CÉLÉBRATION DES VÊPRES
DE LA SOLENNITÉ DU TRÈS SAINT CŒUR DE JÉSUS
OUVERTURE DE L'ANNÉE SACERDOTALE
ET DU 150 ANNIVERSAIRE DE LA MORT DE
SAINT JEAN-MARIE VIANNEY
HOMÉLIE DU PAPE BENOÎT XVI
Basilique Vaticane
Vendredi 19 juin 2009
Chers frères et sœurs,
Dans l'antienne du Magnificat,
nous chanterons d'ici peu: "Le Seigneur nous a accueillis dans son
cœur - Suscepit nos Dominus in sinum et cor suum". Dans l'Ancien
Testament, il est question 26 fois du cœur de Dieu, considéré comme l'organe de
sa volonté: c'est par rapport au cœur de Dieu que l'homme est jugé. A
cause de la douleur que son cœur éprouve pour les péchés de l'homme, Dieu
décide le déluge, mais il s'émeut ensuite face à la faiblesse humaine et
pardonne. Il y a ensuite un passage vétérotestamentaire dans lequel le thème du
cœur de Dieu est exprimé de façon absolument claire: c'est dans le
chapitre 11 du livre du prophète Osée, où les premiers versets décrivent la dimension
de l'amour avec lequel le Seigneur s'est adressé à Israël à l'aube de son
histoire: "Quand Israël était jeune, je l'aimais, et d'Egypte
j'appelai mon fils" (v. 1). En vérité, à l'inlassable prédilection divine,
Israël répond avec indifférence et même ingratitude. "Mais plus je les
appelais - est obligé de constater le Seigneur - plus ils s'écartaient de
moi" (v. 2). Toutefois, Il n'abandonne jamais Israël aux mains des
ennemis, car "mon cœur - observe le Créateur de l'univers - en moi est
bouleversé, toutes mes entrailles frémissent" (v. 8).
━━━━━━
Poursuivez l'homélie sur le cœur de Dieu à partir de sa dernière phrase. Les enregistrements ne jouent aucun rôle ici.

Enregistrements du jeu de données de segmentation
━━━━━━
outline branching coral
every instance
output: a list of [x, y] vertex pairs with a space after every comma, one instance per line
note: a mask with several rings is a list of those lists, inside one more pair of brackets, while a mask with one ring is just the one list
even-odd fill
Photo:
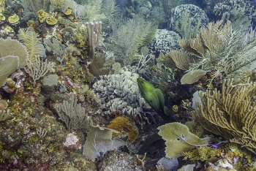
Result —
[[203, 104], [192, 112], [206, 130], [248, 149], [256, 149], [256, 102], [252, 96], [256, 83], [232, 84], [225, 80], [220, 91], [200, 91]]
[[[200, 69], [217, 71], [213, 78], [221, 72], [230, 77], [234, 75], [240, 77], [246, 67], [256, 60], [253, 55], [256, 52], [256, 39], [252, 28], [244, 31], [234, 31], [230, 22], [224, 26], [222, 23], [222, 20], [210, 23], [207, 28], [200, 29], [195, 39], [179, 41], [181, 48], [198, 60], [189, 64], [191, 73]], [[184, 56], [184, 60], [176, 62], [187, 63], [186, 56]]]

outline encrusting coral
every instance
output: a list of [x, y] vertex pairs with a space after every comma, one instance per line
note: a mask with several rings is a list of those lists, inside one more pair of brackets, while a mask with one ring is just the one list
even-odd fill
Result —
[[113, 137], [118, 137], [121, 134], [121, 131], [124, 130], [127, 134], [127, 136], [132, 142], [136, 140], [138, 135], [138, 130], [130, 123], [129, 119], [124, 116], [119, 116], [114, 118], [107, 128], [119, 132], [119, 133], [113, 132]]

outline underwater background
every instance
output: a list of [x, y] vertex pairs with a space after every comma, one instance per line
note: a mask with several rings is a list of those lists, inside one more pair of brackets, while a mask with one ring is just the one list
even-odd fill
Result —
[[0, 0], [0, 170], [256, 170], [253, 0]]

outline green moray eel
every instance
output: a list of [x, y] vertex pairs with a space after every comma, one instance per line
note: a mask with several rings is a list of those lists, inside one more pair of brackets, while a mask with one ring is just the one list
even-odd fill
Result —
[[137, 82], [141, 96], [152, 109], [163, 118], [164, 120], [166, 120], [167, 115], [171, 115], [173, 114], [172, 112], [165, 106], [165, 97], [160, 89], [155, 88], [151, 83], [141, 77], [137, 78]]

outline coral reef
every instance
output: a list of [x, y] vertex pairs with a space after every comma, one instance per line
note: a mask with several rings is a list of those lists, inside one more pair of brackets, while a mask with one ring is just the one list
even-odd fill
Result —
[[254, 170], [254, 6], [0, 0], [0, 170]]

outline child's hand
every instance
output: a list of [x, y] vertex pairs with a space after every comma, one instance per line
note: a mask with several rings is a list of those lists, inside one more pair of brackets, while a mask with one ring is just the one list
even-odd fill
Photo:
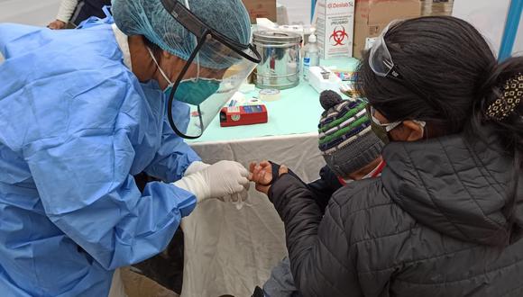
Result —
[[[249, 179], [256, 184], [256, 190], [268, 194], [272, 183], [272, 165], [268, 161], [262, 161], [259, 164], [252, 162], [249, 166], [249, 171], [251, 172]], [[280, 176], [288, 172], [287, 166], [281, 166], [280, 167]]]

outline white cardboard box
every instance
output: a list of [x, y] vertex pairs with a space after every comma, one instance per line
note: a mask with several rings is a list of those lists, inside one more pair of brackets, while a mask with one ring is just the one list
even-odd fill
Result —
[[317, 10], [320, 58], [353, 57], [354, 0], [318, 0]]

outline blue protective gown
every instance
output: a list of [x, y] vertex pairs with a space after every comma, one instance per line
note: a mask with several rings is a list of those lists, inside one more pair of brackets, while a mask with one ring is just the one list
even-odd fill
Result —
[[105, 296], [114, 269], [163, 250], [196, 205], [171, 184], [140, 193], [133, 175], [173, 182], [199, 158], [110, 25], [0, 24], [0, 294]]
━━━━━━
### Réponse
Le cœur de Dieu frémit de
compassion! Aujourd'hui, en la solennité du Très Saint Cœur de Jésus, l'Eglise
offre à notre contemplation ce mystère, le mystère du cœur d'un Dieu qui
s'émeut et reverse tout son amour sur l'humanité. Un amour mystérieux, qui dans
les textes du Nouveau Testament, nous est révélé comme une passion
incommensurable de Dieu pour l'homme. Il ne se rend pas face à l'ingratitude et
pas même devant le refus du peuple qu'il a choisi; au contraire, avec une
infinie miséricorde, il envoie dans le monde son Fils unique afin qu'il prenne
sur lui le destin de l'amour détruit; afin que, vainquant le pouvoir du mal et
de la mort, il puisse rendre la dignité de fils aux êtres humains devenus
esclaves par le péché. Tout cela a un prix élevé: le Fils unique du Père
s'immole sur la croix: "Ayant aimé les siens qui étaient dans le
monde, il les aima jusqu'à la fin" (cf. Jn 13, 1). Le symbole de
cet amour qui va au-delà de la mort est son côté transpercé par une lance. A
cet égard, le témoin oculaire, l'apôtre Jean, affirme: "L'un des
soldats, de sa lance, lui perça le côté et il sortit aussitôt du sang et de
l'eau" (cf. Jn 19, 34).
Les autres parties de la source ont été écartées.